• **Stated problem**:
Could you rename "reference point" to "anchor point" throughout the records below, keeping every other line the same and leaving the pictures out?

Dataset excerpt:
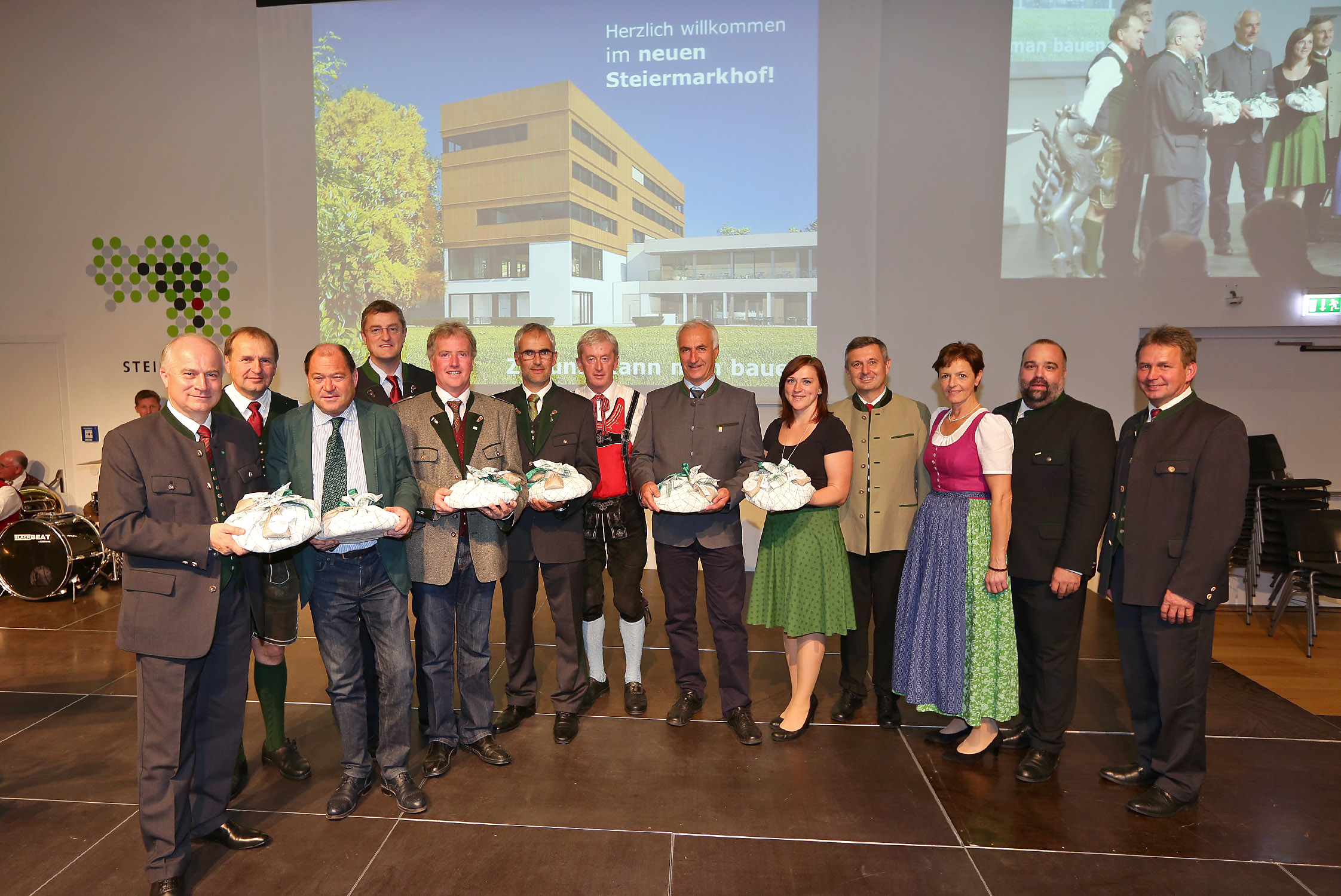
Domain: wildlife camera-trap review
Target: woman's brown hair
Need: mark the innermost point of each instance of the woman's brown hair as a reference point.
(788, 412)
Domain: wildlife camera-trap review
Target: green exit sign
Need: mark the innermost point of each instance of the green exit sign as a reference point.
(1322, 305)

• **The output**:
Domain: wildlife camera-trap review
Target: woman's brown hair
Need: mark the innermost point of each instance of the woman's brown hair as a anchor point.
(788, 412)
Domain: wildlife camera-trap review
Target: green exit sign
Need: mark the innermost point of each instance of the green exit sign as a anchor point.
(1322, 305)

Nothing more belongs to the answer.